Problem details:
Output the entire listing below exactly as it stands.

Given data:
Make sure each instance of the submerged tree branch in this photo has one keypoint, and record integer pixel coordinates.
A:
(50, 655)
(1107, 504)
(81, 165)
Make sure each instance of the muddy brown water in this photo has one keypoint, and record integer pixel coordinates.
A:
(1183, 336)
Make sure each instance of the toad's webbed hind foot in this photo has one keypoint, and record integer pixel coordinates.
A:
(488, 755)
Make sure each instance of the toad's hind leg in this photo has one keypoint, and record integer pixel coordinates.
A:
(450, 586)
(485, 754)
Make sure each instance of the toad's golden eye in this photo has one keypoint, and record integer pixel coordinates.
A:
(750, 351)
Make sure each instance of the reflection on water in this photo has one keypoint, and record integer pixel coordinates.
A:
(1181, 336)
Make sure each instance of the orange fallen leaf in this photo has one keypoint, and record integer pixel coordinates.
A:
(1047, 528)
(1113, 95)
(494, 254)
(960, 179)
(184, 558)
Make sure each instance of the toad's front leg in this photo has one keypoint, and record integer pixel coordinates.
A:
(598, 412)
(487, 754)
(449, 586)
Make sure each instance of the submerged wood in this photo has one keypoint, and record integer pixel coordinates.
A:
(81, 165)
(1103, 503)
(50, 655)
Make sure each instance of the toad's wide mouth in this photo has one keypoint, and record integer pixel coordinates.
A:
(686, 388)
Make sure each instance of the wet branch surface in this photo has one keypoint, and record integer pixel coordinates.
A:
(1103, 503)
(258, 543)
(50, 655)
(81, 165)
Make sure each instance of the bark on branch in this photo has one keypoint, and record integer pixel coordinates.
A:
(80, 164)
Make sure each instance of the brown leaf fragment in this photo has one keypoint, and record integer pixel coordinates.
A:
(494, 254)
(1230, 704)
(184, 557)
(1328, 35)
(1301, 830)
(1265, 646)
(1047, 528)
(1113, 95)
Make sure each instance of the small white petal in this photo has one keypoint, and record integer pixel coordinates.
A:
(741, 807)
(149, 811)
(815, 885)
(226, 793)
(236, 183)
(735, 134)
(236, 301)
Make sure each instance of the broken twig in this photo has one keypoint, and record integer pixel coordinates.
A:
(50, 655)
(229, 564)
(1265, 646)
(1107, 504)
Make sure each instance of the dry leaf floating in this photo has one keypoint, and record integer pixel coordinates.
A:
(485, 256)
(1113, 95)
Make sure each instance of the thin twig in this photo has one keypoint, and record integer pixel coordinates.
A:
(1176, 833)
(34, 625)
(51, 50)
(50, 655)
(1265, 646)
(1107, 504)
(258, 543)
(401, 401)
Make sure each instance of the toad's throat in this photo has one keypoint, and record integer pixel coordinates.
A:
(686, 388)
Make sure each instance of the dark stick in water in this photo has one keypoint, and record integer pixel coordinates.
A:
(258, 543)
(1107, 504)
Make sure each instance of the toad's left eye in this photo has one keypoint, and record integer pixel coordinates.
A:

Exercise answer:
Make sure each instance of the submerged tree branch in this photo has one keypoint, and record integer pixel coordinates.
A:
(50, 655)
(1107, 504)
(81, 165)
Make sure each instance of the muddy brown water in this photo has one keypoint, and record integer pixel coordinates.
A:
(1183, 336)
Make sure each instance of the toad's webbed hind foot in this photo has one keypoint, and record integer pixel coordinates.
A:
(488, 755)
Make sure each instance of the toad's hind leg in this photo has one keypoint, and record integer pixel coordinates.
A:
(450, 586)
(485, 754)
Make sure each instance of the toad's golden eye in this photo has one keypoint, and record integer pixel coordinates.
A:
(750, 351)
Make sure each instance of the reflection on water in this photo has one keypoint, and record integer pixel coordinates.
A:
(1181, 336)
Make sure each instance of the orange fallen leaf in this photo has one keypoint, and record integer pixel coordinates.
A:
(1047, 528)
(1113, 95)
(494, 254)
(960, 179)
(184, 558)
Make sure each instance of the toad's front leg in this photo has one keypoint, and record integer pixel coordinates.
A:
(598, 412)
(487, 754)
(449, 586)
Make sure each instance of the submerged wood in this photo has one keypoint, and record integer pixel coordinates.
A:
(81, 165)
(1103, 503)
(50, 655)
Make sure each instance of the toad's wide mouth in this photo has one keypoint, and record integer pixel coordinates.
A:
(686, 388)
Make sure each instance of the wet branch surface in this photo has one keypoint, and record integer pixel coordinates.
A:
(1103, 503)
(258, 543)
(50, 655)
(81, 165)
Make sure each instance of the bark on branch in this photo has one keypoint, and record integer pixel coordinates.
A:
(80, 164)
Make sure each instance of the brown leaf fragment in this photo has one keypoint, and record integer pixel coordinates.
A:
(494, 254)
(1230, 704)
(184, 557)
(1328, 35)
(1301, 830)
(1265, 646)
(1047, 528)
(1113, 95)
Make sure each instance of the small white petal in this photo has one keypoint, and record integer pixel coordinates.
A:
(741, 807)
(149, 811)
(815, 885)
(226, 793)
(236, 183)
(735, 134)
(236, 301)
Make sure each instance of the broken twig in this photo has one keypoint, and record integer pixel coordinates.
A:
(50, 655)
(229, 564)
(1265, 646)
(1107, 504)
Make sure each instance of the dry leaf floating in this photo has one keypoint, and record integer pixel coordinates.
A:
(485, 256)
(1113, 95)
Make sure each instance of the thin twig in this photo has one keypoint, and record integer pixel coordinates.
A:
(1176, 833)
(34, 625)
(51, 50)
(50, 655)
(1265, 646)
(1107, 504)
(258, 543)
(401, 401)
Make sure each instance of the toad's throat in this photo has one keypoint, and record integer pixel coordinates.
A:
(686, 388)
Make sure each instance of the dark stick in water in this photo has one keypoint, and record integer pixel coordinates.
A:
(258, 543)
(1107, 504)
Make sure each instance of the toad's left eye in this photo has one keypoint, and record integer pixel coordinates.
A:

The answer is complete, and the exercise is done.